(Extracto del documento)
○ ○ ○

En el terreno del dolor, en los últimos años se está poniendo el foco en el estudio de los mecanismos neuronales que permiten el efecto analgésico del placebo. Tenemos que entender que en el dolor –y en las respuestas emocionales al dolor– intervienen distintas regiones del cerebro: tálamo, corteza somatosensorial, corteza cingulada anterior... Lo que se ha visto es que el tratamiento con placebo disminuye la actividad en todas esas áreas relacionadas con el dolor.
Reacción ante el peligro
No solo eso: además, es capaz de elevar los niveles de unos analgésicos naturales, los opioides endógenos, que actúan para suprimir el dolor. Esto es interesante porque son los mismos que en situaciones extremadamente traumáticas liberamos para ponernos a salvo. Y también se ha observado que el placebo aumenta la actividad de la dopamina en otra región cerebral, el cuerpo estriado, que podría estar implicada en el aprendizaje y la conducta asociados con la evitación del dolor.
Curiosamente, la inyección de una solución salina en pacientes con párkinson provoca también un aumento de la liberación de dopamina en el cuerpo estriado dorsal.
Todas estas áreas pueden activarse por muchos placebos diferentes, desde por una pastilla de azúcar o una jeringa con una solución salina hasta por la confianza en una bata blanca. Los placebos pueden ser también un sinfín de condicionantes precognitivos o el runrún interno de cada cual: emociones, expectativas de resultado, recuerdos de otras veces que hemos tomado ese mismo fármaco o si nos inspiran confianza el médico o el hospital.
En un estudio reciente se ofreció a enfermos de párkinson dos dosis de placebo: les dijeron que un fármaco costaba 90 euros y otro, 1300. Los pacientes respondieron mejor a la medicina cara
Entre las investigaciones más curiosas en este sentido encontramos una, llevada a cabo por investigadores de la Academia Estadounidense de Neurología, en la que se ofreció a enfermos de párkinson dos dosis de placebo indicándoles que una era de un fármaco que costaba 90 euros y la otra dosis, de uno que costaba 1300. Efectivamente, los pacientes respondieron mejor a la medicina cara, aumentando en un 28 por ciento sus habilidades motoras.

○ ○ ○

(Completa lo siguiente)
a. Vuelve a escribir, sin alterar nada, el pasaje del texto sobre el efecto placebo que va desde "Curiosamente, la inyección" hasta "cuerpo estriado dorsal.".
b. Según el texto sobre el efecto placebo, ¿en qué porcentaje aumentaron sus habilidades motoras los enfermos de párkinson que respondieron a la medicina cara?
c. Redacta la continuación del texto sobre el efecto placebo a partir de su última frase.

(Datos registrados)
○ ○ ○

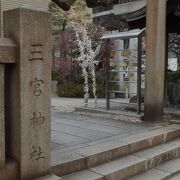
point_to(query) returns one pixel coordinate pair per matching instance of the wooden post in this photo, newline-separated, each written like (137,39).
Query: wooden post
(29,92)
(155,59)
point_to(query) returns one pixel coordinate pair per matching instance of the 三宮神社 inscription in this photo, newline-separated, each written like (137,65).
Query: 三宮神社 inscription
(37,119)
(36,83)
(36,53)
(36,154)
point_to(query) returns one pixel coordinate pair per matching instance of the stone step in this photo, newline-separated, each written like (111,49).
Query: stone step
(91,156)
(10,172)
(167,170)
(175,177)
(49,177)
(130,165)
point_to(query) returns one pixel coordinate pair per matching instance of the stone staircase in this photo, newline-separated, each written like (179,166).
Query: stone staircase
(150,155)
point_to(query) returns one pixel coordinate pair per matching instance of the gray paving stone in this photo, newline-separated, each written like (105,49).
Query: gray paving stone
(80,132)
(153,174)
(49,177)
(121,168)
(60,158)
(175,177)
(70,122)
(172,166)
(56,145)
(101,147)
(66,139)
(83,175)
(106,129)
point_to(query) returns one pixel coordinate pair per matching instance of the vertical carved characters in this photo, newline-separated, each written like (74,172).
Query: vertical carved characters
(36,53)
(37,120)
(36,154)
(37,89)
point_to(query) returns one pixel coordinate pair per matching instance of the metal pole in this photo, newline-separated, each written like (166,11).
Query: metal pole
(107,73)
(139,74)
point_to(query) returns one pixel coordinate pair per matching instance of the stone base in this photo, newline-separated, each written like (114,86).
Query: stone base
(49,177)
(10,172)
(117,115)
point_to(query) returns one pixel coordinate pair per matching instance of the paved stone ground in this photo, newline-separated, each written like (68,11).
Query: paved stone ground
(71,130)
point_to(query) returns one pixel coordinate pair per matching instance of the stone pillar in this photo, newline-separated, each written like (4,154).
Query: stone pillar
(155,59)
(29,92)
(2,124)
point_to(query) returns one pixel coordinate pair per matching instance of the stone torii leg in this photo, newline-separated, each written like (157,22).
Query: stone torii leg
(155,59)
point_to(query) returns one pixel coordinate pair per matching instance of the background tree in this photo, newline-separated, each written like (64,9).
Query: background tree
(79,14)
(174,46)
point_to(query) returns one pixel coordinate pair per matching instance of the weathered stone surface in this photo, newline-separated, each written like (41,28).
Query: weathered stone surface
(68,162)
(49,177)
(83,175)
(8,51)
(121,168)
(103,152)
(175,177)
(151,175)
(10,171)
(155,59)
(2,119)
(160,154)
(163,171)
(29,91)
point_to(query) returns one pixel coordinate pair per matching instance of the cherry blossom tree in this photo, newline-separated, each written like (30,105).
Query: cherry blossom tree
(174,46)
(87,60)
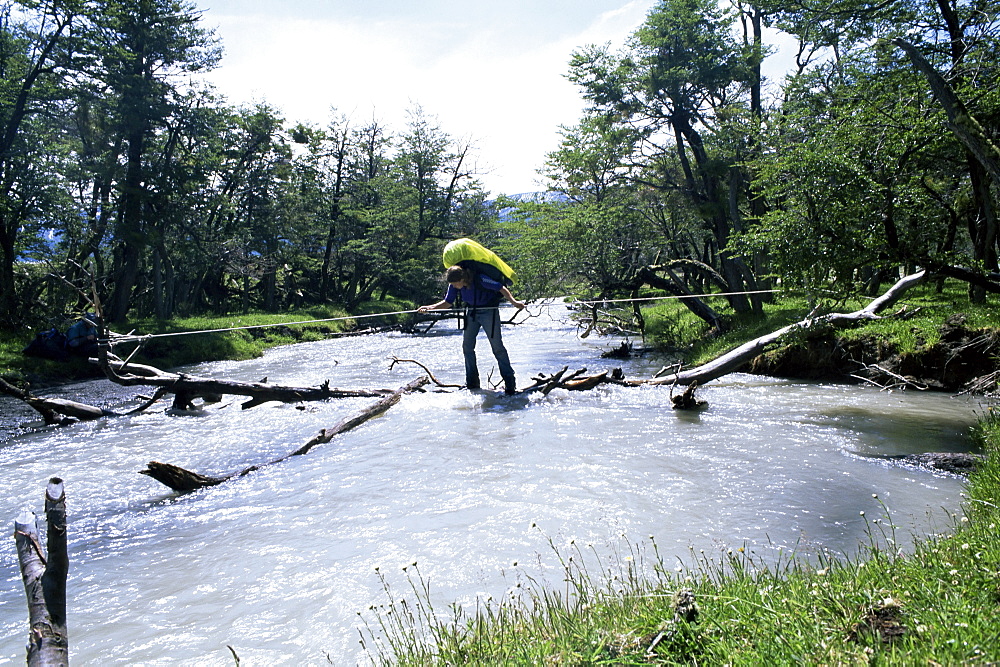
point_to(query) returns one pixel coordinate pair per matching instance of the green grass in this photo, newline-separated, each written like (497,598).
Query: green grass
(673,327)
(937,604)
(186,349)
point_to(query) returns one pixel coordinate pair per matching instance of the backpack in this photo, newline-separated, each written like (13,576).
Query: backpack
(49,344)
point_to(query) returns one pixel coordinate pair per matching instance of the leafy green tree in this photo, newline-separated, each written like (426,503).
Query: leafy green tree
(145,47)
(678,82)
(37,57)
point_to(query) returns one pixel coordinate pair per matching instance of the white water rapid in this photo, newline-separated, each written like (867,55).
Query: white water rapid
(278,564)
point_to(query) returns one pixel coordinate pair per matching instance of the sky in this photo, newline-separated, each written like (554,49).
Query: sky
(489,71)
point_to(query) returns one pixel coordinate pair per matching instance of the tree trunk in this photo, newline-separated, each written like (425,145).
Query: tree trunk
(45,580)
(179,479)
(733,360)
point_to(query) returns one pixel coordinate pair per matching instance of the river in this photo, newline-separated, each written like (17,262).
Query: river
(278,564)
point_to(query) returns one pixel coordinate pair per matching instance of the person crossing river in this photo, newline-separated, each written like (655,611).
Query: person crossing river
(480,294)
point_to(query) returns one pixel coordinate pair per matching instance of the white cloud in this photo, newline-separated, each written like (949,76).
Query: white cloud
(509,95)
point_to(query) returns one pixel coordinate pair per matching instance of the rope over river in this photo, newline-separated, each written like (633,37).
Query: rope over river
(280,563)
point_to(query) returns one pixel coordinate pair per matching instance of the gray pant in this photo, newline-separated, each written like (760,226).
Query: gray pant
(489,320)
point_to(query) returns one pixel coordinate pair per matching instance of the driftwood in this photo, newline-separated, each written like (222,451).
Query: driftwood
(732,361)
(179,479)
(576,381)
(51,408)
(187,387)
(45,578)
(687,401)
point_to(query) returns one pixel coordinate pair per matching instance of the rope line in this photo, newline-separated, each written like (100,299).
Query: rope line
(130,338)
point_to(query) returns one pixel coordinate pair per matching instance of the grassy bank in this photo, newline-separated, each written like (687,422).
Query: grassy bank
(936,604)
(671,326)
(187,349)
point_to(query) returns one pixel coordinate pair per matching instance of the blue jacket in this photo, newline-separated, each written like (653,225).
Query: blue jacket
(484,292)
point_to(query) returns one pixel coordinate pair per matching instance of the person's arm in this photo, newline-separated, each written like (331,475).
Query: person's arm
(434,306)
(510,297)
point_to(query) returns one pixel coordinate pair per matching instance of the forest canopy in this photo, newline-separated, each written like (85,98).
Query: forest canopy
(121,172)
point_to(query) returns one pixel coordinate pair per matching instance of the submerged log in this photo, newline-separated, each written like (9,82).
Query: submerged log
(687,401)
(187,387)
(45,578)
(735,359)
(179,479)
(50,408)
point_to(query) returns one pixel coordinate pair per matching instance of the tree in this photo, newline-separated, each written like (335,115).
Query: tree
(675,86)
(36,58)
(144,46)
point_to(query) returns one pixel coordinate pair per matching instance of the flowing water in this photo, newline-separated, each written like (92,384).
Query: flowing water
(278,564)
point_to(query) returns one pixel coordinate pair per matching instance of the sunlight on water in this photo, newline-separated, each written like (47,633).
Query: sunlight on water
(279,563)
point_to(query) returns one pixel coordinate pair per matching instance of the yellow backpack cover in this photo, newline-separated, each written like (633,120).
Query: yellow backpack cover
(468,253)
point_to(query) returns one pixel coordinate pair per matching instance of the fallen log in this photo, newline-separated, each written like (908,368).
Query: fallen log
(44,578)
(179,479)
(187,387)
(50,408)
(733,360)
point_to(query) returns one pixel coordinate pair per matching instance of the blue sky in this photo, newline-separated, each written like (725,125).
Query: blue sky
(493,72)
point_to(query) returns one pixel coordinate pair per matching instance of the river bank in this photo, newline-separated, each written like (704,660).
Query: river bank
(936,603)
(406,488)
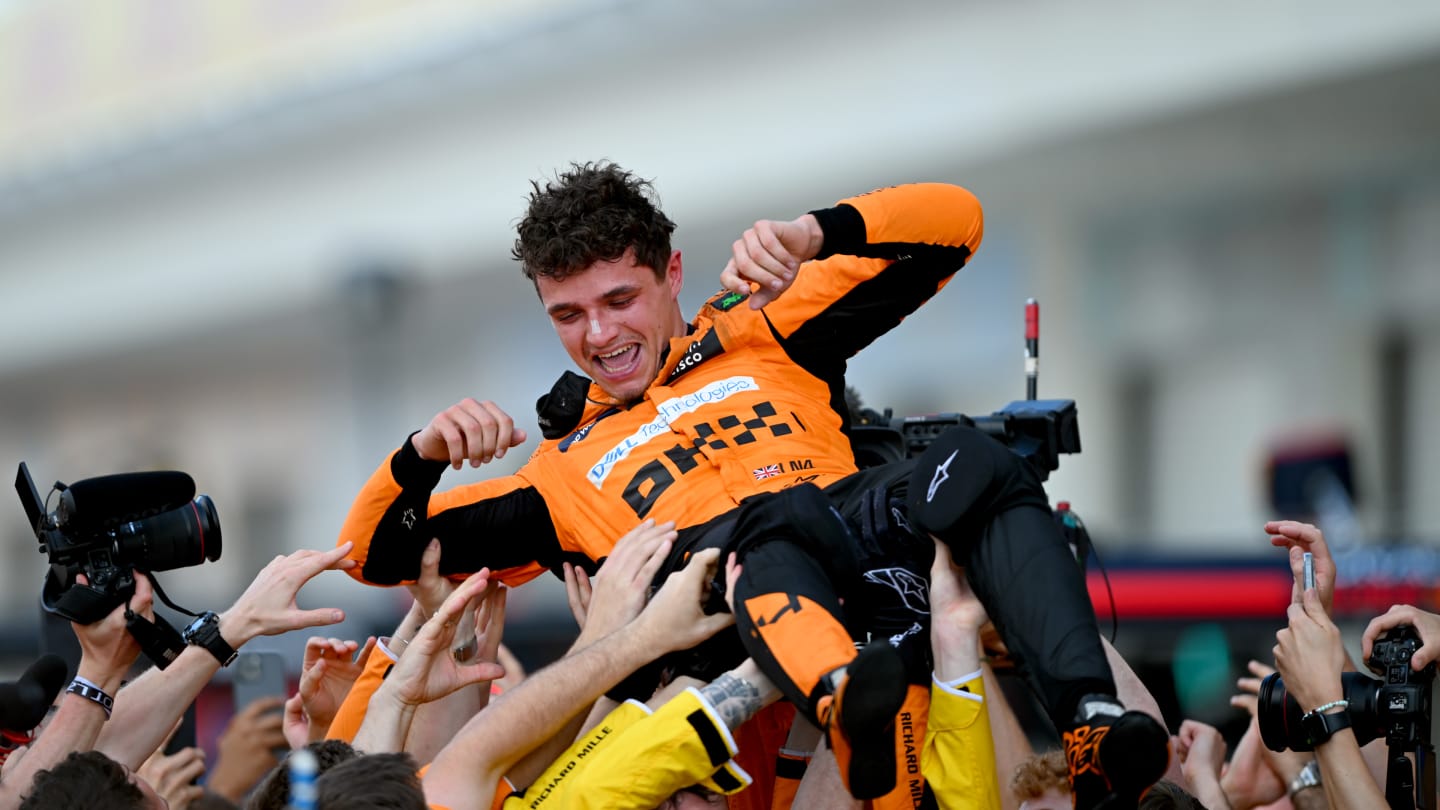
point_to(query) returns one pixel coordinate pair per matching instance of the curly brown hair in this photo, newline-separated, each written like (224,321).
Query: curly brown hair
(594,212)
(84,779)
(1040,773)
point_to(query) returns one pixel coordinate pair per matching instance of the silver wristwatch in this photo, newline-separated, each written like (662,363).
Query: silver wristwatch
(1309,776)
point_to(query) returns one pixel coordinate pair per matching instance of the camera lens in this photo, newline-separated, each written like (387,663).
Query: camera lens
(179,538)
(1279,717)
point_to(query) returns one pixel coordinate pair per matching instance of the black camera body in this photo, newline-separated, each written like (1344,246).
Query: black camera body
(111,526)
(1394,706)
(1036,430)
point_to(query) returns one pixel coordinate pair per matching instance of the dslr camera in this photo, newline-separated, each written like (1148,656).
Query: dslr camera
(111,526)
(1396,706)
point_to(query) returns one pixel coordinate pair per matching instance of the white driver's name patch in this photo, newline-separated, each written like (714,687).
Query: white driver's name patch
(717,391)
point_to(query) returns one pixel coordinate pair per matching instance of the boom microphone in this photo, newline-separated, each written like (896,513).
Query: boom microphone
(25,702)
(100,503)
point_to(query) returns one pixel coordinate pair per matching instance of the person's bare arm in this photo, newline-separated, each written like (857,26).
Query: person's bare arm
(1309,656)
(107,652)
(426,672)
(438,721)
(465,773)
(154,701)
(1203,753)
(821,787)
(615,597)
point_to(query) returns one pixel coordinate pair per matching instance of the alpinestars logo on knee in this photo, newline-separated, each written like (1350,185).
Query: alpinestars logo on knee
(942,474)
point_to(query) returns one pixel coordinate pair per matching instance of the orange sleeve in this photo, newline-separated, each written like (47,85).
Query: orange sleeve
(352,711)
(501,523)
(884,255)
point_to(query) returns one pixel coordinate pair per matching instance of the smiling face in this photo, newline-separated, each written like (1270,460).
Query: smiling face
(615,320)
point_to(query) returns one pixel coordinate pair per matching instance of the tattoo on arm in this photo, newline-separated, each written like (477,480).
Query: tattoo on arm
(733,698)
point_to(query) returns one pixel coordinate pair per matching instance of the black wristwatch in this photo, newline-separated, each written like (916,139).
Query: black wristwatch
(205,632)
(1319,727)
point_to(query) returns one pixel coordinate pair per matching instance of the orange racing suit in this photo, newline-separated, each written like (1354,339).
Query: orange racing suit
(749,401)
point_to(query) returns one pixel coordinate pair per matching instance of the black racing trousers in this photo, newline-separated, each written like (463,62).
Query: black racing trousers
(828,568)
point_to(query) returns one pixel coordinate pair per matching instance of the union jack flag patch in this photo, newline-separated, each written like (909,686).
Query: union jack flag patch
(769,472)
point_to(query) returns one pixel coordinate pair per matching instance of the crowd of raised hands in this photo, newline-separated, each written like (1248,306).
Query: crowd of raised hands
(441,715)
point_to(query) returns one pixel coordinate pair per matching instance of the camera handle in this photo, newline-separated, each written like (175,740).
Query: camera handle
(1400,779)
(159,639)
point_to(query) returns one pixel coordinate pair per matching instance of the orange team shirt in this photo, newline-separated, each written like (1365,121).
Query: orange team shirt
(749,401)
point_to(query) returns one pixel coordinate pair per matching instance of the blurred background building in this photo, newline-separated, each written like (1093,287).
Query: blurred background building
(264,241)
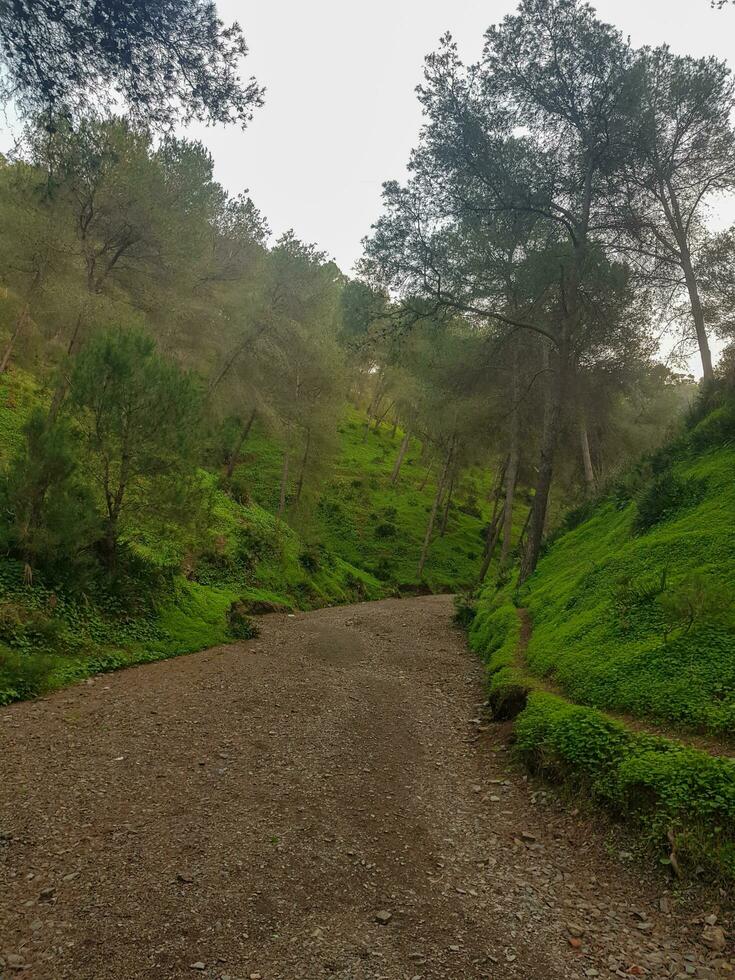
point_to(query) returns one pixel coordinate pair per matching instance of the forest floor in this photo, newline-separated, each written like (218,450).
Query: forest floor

○ ○ ○

(Respuestas proporcionadas)
a.
Curiosamente, la inyección de una solución salina en pacientes con párkinson provoca también un aumento de la liberación de dopamina en el cuerpo estriado dorsal.

b. En un 28 por ciento.

c.
No solo confiamos más en los medicamentos caros que en los baratos: como explican Sagrario Martín-Aragón y Juana Benedí en el artículo Placebos, publicado en Farmacia Profesional, «se ha demostrado la influencia que pueden ejercer las características físicas de los medicamentos (como su color o tamaño), la vía de administración, su sabor, la posible novedad, la prescripción con receta...». En este sentido, el placebo 'perfecto', el que más efecto haría, sería un medicamento nuevo, caro y administrado por vía parenteral. En cuanto al color, apuntan las autoras, «resulta curioso comprobar cómo las cápsulas de color azul normalmente producen un efecto sedante superior al producido por las de color rosa; o que pacientes afectados de ansiedad respondan mejor a unas tabletas de color verde que a otras amarillas».
El placebo nació en los funerales
En el siglo XV, la palabra 'placebo' hacía referencia a las plañideras en los duelos, que iniciaban sus lamentos con «Placebo Domino in regione vivorum» ('Complaceré al Señor en la tierra de los vivos') y recibían un pequeño donativo. En el mundo anglosajón, un 'placebo funeral' se refería a quienes se ganaban la vida acudiendo a los velatorios, sin conocer ni al fallecido ni a los familiares, con el fin de poder comer gratis. A cambio, con sus llantos proporcionaban consuelo a los deudos.